> Entries taken from a collection:
= = =
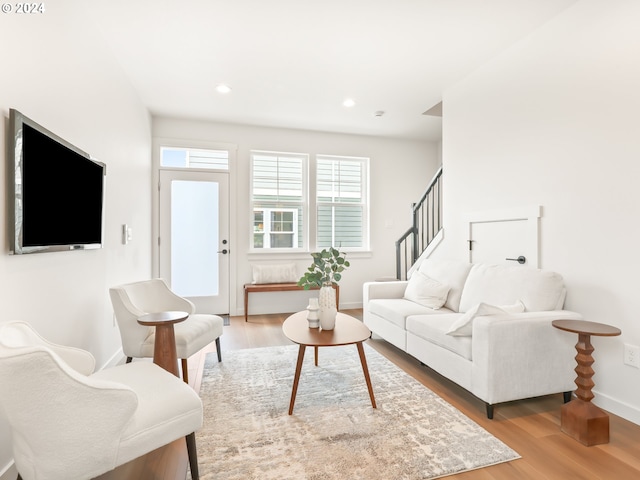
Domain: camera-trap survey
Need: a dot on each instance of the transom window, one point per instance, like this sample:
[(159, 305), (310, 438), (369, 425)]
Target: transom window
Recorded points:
[(194, 158)]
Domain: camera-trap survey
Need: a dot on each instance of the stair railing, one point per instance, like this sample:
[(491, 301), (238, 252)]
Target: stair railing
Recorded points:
[(426, 223)]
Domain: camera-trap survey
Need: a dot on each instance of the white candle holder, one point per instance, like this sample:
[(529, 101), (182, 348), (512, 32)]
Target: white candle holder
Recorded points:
[(312, 313)]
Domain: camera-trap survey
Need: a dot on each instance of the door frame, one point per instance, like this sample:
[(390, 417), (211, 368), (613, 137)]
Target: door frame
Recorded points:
[(531, 215), (232, 148)]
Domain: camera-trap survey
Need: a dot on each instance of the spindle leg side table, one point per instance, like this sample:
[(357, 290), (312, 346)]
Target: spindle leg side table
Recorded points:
[(580, 418), (164, 347)]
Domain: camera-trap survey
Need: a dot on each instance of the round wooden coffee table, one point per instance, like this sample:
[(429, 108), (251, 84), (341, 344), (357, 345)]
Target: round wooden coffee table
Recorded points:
[(164, 347), (580, 418), (348, 330)]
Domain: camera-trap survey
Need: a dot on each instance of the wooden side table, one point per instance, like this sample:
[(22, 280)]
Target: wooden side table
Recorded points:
[(164, 347), (580, 418)]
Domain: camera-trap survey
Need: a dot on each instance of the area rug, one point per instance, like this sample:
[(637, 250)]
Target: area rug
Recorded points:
[(334, 433)]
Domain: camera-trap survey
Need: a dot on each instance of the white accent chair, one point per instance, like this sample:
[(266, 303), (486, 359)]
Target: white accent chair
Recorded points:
[(70, 423), (132, 300)]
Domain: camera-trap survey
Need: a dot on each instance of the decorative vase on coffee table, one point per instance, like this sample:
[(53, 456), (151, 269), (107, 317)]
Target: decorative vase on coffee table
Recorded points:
[(328, 309), (312, 313)]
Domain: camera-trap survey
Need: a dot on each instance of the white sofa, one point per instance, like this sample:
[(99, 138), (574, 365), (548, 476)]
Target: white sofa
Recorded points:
[(506, 348)]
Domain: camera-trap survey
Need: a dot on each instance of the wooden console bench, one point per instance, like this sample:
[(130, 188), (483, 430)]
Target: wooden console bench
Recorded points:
[(277, 287)]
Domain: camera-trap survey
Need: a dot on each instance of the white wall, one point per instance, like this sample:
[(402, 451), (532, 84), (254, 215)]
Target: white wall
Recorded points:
[(57, 72), (400, 172), (554, 122)]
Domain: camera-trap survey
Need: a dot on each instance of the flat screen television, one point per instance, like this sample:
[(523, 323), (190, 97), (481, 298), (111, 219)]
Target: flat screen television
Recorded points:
[(56, 191)]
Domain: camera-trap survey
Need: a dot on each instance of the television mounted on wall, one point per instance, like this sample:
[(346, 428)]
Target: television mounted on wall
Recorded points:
[(56, 191)]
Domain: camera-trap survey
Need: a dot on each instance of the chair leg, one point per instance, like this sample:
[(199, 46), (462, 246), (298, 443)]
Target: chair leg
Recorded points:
[(489, 411), (193, 456), (185, 371), (218, 349)]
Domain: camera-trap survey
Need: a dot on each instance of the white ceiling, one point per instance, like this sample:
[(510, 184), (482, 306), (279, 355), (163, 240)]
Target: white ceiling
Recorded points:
= = =
> SET EXERCISE:
Make an exact copy of every entry above, minus the images.

> TASK RESULT:
Domain: camera-trap survey
Need: a dot on each instance of the transom window, one point per instance, like this sample:
[(159, 305), (310, 438), (369, 425)]
Target: transom window
Recorded points:
[(194, 158)]
Domain: camera-trap survey
Need: a dot on each instance of the stair railing, one point per instance, like this sample:
[(491, 301), (238, 252)]
Target: stair railing
Recorded points:
[(426, 223)]
Domain: camera-trap survey
Need: a dot on each instance of the white candle holder, one point per instance, like this sample:
[(529, 101), (182, 348), (512, 32)]
Target: white candle holder
Recorded points:
[(312, 313)]
Domain: camera-trap survey
Need: a dot on each instance of the door frame, one point per instance, like this sample:
[(390, 417), (211, 368), (613, 137)]
Target: door frame
Recorded points:
[(531, 215), (232, 148)]
Domain: camera-trap survey
Need: a dot on each instance of the spindle leg side table, one point per instance, like this sample:
[(357, 290), (312, 346)]
Target: spindle leg side table
Recorded points:
[(580, 418), (164, 347)]
Domain: camera-trap survey
Need: a dot on each instance of the round wooden coffee table, one point per instance, like this sample:
[(429, 108), (251, 84), (341, 344), (357, 345)]
Target: round wooden coffee table
Recorded points:
[(164, 347), (580, 418), (348, 330)]
Domain: camera-trap survey
Need: a dot on each instance of the wooden side table, one point per instance, like this sample:
[(22, 280)]
Target: wooden side table
Recorded points:
[(164, 347), (580, 418)]
Domain: camera-trap survey
Need: a dot on each instance of the area rug, one point per instance, like this sample:
[(637, 250)]
Target: area rug
Recorded points:
[(334, 433)]
Domain: camera-trap survey
Need: a dot on each instance of the white accent chair, one point per instance, like this sample:
[(266, 303), (486, 359)]
Target: white accent chair
Recorded points:
[(70, 423), (132, 300)]
Domain: camera-trap survey
Need: a dot on each instance of the decorative vase on coffee table, one point per instance, like this sample:
[(53, 456), (151, 269), (107, 317)]
Target: decorative vase on coffee table
Recorded points:
[(328, 309), (312, 313)]
Domain: camera-trap survey
Need: a dot on each instance of the white sofa, one point per instance, like this sample:
[(99, 138), (574, 365), (548, 476)]
Target: white sofa
Recorded points:
[(506, 348)]
Domain: camera-trap survey
Need: a dot on each instance of the wooden console bench, one point per instance, like this sample:
[(130, 188), (483, 430)]
Target: wooden console bench
Recorded points:
[(277, 287)]
Domain: camera-trap survey
Need: a dot on each instance of the white wall, one point per instance, like this sample:
[(402, 451), (532, 84), (254, 215)]
Target: white wall
Recorded points:
[(57, 72), (400, 172), (554, 122)]
Domain: camera-trap survey
Need: a dot on each instance of the flat screen television, one point per instance, like this sample:
[(523, 323), (190, 97), (481, 298), (111, 219)]
Target: flat screen television
Recorded points:
[(56, 191)]
Domain: camera-trap survey
Need: a dot on each instance of the television mounted on wall, one point per instance, like this sample:
[(346, 428)]
Target: television mounted on wall
Recorded points:
[(56, 191)]
Domain: camera-trap survey
Need: a dot on each instance of the chair leg, one point per instance, like this sample:
[(199, 46), (462, 246), (298, 443)]
Target: chair leg
Recorded points:
[(489, 411), (193, 456), (185, 371), (218, 349)]
Domain: camera-trap survey
Need: a dot on each instance of the white ceiling, one point per instance, like this sample:
[(510, 184), (482, 306), (279, 355), (163, 240)]
Target: white ceiling
Recorded points:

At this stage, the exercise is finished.